====== DADOS BRUTOS

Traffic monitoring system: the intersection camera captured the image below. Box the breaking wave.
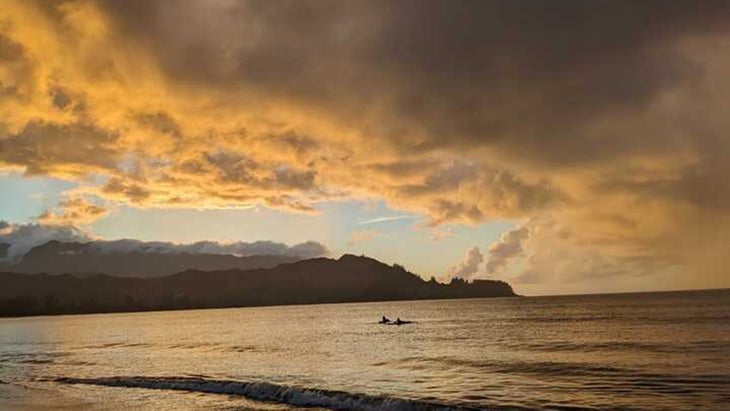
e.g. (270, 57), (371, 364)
(53, 376), (494, 411)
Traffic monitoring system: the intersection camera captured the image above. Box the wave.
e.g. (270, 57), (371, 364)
(52, 376), (500, 411)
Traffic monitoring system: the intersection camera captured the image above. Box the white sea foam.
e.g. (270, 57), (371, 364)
(54, 376), (484, 411)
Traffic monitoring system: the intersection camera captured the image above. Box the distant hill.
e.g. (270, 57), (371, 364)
(0, 254), (515, 316)
(0, 241), (301, 277)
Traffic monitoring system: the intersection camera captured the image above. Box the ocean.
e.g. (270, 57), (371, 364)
(0, 290), (730, 410)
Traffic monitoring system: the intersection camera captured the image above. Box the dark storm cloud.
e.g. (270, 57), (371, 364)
(101, 1), (730, 163)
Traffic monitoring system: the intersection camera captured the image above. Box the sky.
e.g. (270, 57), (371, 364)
(0, 0), (730, 294)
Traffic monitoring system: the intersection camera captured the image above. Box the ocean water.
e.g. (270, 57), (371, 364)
(0, 290), (730, 410)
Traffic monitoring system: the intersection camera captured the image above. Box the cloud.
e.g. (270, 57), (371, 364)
(357, 215), (418, 225)
(37, 197), (109, 226)
(447, 247), (484, 280)
(0, 221), (94, 260)
(0, 220), (329, 259)
(347, 228), (382, 245)
(485, 226), (530, 275)
(0, 0), (730, 285)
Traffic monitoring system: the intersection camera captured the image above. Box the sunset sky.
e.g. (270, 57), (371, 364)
(0, 0), (730, 294)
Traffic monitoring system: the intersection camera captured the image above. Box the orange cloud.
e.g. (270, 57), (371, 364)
(0, 1), (730, 290)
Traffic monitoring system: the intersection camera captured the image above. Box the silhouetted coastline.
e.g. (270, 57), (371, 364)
(0, 254), (516, 317)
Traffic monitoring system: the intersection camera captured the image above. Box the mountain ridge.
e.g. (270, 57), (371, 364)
(0, 254), (516, 316)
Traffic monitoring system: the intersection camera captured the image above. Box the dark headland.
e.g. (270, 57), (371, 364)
(0, 254), (516, 317)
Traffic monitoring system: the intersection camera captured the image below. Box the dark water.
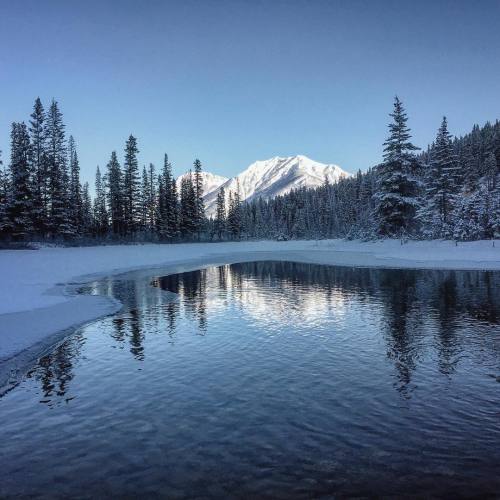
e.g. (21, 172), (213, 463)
(0, 262), (500, 498)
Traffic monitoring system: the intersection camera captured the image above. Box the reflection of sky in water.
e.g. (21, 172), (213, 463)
(0, 262), (500, 498)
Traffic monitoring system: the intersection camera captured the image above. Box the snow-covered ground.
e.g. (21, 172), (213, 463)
(0, 240), (500, 387)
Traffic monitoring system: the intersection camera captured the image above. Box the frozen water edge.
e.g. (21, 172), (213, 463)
(0, 240), (500, 392)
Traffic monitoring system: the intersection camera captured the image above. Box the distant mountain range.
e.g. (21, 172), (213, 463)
(177, 155), (351, 217)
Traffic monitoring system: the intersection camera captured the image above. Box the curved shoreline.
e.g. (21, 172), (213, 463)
(0, 240), (500, 395)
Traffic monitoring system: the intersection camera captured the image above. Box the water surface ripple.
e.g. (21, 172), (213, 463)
(0, 262), (500, 498)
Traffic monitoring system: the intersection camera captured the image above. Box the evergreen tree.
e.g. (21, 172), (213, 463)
(0, 151), (9, 238)
(8, 122), (33, 241)
(423, 117), (459, 238)
(81, 182), (95, 237)
(68, 135), (83, 234)
(376, 97), (419, 236)
(123, 135), (142, 235)
(193, 159), (205, 238)
(94, 166), (109, 238)
(29, 97), (49, 237)
(106, 151), (124, 236)
(227, 182), (242, 240)
(179, 171), (198, 239)
(215, 187), (226, 240)
(45, 101), (75, 238)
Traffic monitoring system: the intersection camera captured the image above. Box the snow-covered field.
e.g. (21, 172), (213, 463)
(0, 240), (500, 387)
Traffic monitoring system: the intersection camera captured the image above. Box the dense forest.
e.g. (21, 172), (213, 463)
(0, 97), (500, 244)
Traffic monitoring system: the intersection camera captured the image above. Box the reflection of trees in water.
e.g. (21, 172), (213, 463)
(230, 262), (500, 394)
(61, 261), (500, 394)
(28, 334), (83, 404)
(155, 269), (207, 334)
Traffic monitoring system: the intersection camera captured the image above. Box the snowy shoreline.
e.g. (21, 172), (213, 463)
(0, 240), (500, 393)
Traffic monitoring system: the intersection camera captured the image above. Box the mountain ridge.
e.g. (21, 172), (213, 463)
(177, 155), (351, 217)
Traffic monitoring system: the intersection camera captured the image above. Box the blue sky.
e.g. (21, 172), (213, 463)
(0, 0), (500, 185)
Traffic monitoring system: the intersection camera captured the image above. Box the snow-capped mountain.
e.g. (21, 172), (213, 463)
(204, 155), (351, 217)
(175, 171), (229, 199)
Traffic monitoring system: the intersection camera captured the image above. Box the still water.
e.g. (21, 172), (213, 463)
(0, 262), (500, 498)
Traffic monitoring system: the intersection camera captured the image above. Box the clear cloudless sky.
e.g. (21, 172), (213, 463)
(0, 0), (500, 182)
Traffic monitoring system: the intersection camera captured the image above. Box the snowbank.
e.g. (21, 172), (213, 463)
(0, 240), (500, 387)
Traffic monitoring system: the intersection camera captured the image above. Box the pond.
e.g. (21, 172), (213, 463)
(0, 261), (500, 498)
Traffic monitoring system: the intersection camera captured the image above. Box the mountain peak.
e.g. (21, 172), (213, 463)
(191, 155), (351, 217)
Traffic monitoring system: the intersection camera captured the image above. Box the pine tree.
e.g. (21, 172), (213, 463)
(29, 97), (49, 237)
(426, 117), (459, 238)
(215, 187), (226, 240)
(7, 122), (33, 241)
(106, 151), (124, 236)
(68, 135), (83, 235)
(82, 182), (94, 236)
(123, 135), (142, 235)
(0, 151), (9, 239)
(227, 181), (242, 240)
(179, 171), (198, 239)
(193, 159), (205, 238)
(94, 166), (109, 238)
(45, 101), (75, 238)
(376, 97), (418, 236)
(168, 177), (180, 239)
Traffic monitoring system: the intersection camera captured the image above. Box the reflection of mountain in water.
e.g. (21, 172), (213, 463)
(31, 262), (500, 397)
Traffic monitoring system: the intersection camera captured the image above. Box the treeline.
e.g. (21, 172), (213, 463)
(0, 98), (500, 243)
(0, 99), (244, 242)
(237, 98), (500, 241)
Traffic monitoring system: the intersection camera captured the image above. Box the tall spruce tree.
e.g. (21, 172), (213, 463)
(158, 154), (177, 240)
(215, 187), (226, 240)
(68, 135), (83, 235)
(193, 159), (205, 238)
(227, 181), (242, 240)
(45, 101), (75, 238)
(123, 135), (142, 235)
(179, 170), (198, 239)
(106, 151), (124, 236)
(423, 117), (463, 238)
(376, 97), (419, 237)
(94, 166), (109, 238)
(82, 182), (95, 237)
(29, 97), (49, 237)
(8, 122), (33, 241)
(0, 150), (7, 239)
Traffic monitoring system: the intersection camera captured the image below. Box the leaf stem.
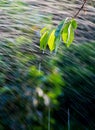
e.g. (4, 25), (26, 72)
(73, 0), (87, 18)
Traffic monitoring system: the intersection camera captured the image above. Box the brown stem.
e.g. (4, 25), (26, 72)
(73, 0), (87, 18)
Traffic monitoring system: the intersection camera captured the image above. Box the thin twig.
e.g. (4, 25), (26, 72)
(73, 0), (87, 18)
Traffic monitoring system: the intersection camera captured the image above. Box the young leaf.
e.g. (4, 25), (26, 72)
(62, 23), (70, 43)
(0, 87), (11, 94)
(40, 31), (49, 50)
(71, 19), (78, 29)
(67, 24), (74, 47)
(55, 20), (65, 37)
(48, 29), (55, 51)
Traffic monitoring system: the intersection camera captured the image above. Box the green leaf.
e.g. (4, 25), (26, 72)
(71, 19), (78, 29)
(55, 36), (60, 53)
(55, 20), (65, 37)
(62, 22), (74, 47)
(48, 29), (55, 51)
(40, 31), (49, 50)
(40, 27), (48, 36)
(0, 87), (11, 94)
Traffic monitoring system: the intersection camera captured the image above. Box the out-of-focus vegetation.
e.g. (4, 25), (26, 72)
(0, 0), (95, 130)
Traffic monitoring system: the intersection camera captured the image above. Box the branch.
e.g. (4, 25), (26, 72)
(74, 0), (87, 18)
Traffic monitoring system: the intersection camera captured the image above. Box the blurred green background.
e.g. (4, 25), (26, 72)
(0, 0), (95, 130)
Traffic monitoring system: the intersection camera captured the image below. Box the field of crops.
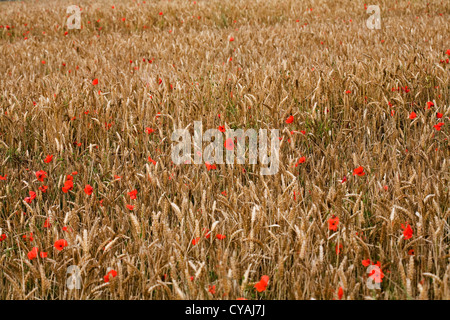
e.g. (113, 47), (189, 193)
(0, 0), (450, 300)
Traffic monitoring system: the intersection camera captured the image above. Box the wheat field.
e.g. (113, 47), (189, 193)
(0, 0), (450, 300)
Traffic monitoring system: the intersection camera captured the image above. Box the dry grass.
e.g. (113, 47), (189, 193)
(0, 0), (450, 299)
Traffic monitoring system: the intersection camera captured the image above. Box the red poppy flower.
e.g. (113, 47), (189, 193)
(62, 180), (73, 193)
(353, 166), (366, 176)
(44, 219), (52, 228)
(27, 247), (39, 260)
(36, 170), (47, 182)
(401, 223), (413, 240)
(361, 259), (371, 267)
(224, 138), (234, 151)
(84, 184), (94, 196)
(338, 287), (344, 300)
(335, 243), (344, 254)
(54, 239), (68, 251)
(25, 191), (36, 203)
(44, 155), (53, 163)
(286, 115), (294, 123)
(205, 161), (217, 171)
(208, 285), (216, 294)
(192, 237), (200, 246)
(254, 275), (269, 292)
(369, 265), (384, 283)
(103, 270), (117, 282)
(328, 215), (339, 231)
(128, 189), (137, 200)
(295, 157), (306, 167)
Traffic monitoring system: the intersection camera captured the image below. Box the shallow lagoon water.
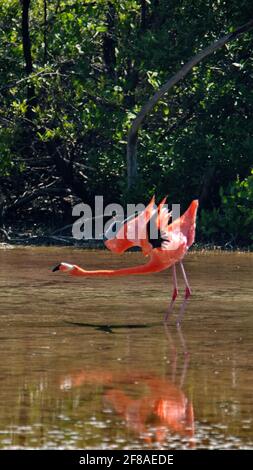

============

ENUNCIADO DA TAREFA |
Por favor, atualize as linhas entre a que contém "the snow-capped mountain." e a que contém "(0, 261), (500, 498)", inclusive, apresentando-as de novo com "intersection camera" substituído por "traffic camera" e todo o resto sem alteração.

SOLUÇÃO DA TAREFA |
Traffic monitoring system: the traffic camera captured the image above. Box the snow-capped mountain.
e.g. (21, 172), (213, 463)
(204, 155), (351, 217)
(175, 171), (229, 199)
Traffic monitoring system: the traffic camera captured the image above. Box the still water.
e.g. (21, 172), (213, 463)
(0, 262), (500, 498)
Traffic monitoring system: the traffic camera captured the image above. Box the clear cloudless sky.
e.g. (21, 172), (213, 463)
(0, 0), (500, 182)
Traffic monitoring system: the traffic camera captured the image above. Box the snowbank.
e.g. (21, 172), (213, 463)
(0, 240), (500, 387)
Traffic monitoring system: the traffic camera captured the image above. Box the pond.
e.g. (21, 172), (213, 463)
(0, 261), (500, 498)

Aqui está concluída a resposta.